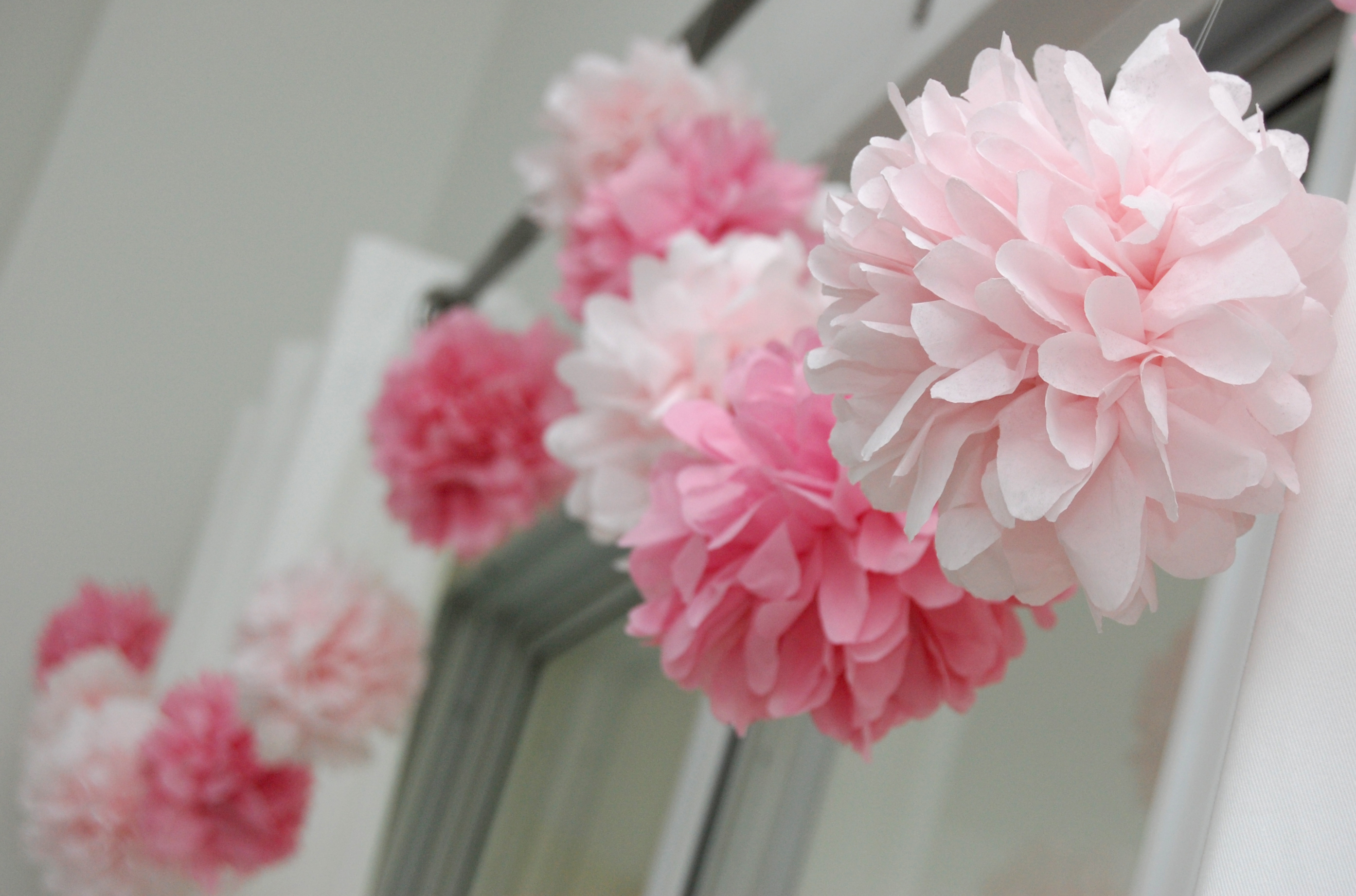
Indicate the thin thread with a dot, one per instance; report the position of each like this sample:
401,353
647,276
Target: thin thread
1210,23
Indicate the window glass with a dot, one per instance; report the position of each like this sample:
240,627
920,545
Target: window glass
593,776
1042,787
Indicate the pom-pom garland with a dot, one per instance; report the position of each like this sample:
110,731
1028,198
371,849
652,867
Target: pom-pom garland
85,682
692,312
773,586
99,617
82,795
604,111
1078,323
326,657
457,431
126,799
211,804
710,175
◇ ◇ ◇ ◇ ◇
## IL TUO OBIETTIVO
Riscrivi tutte le righe qui sopra cambiando "window glass" in "glass pane" e lasciando invariato tutto il resto. Ometti le immagini.

## RISULTATO DELL'ESERCIZIO
Indicate the thin thread with a dot, one per instance; report the position of each like this sample:
401,353
647,276
Target: thin thread
1210,23
Indicate the glass pane with a dot, one per instance; report the position of each like this sample:
240,627
920,545
Target: glass pane
593,776
1042,787
Indicate the pom-pom garland with a dot, one per instance; report the position of each like this sample:
110,731
1028,198
371,849
652,867
Target: pom-pom garland
85,682
692,312
773,586
99,617
82,795
604,111
1078,323
326,657
457,431
126,799
211,804
710,175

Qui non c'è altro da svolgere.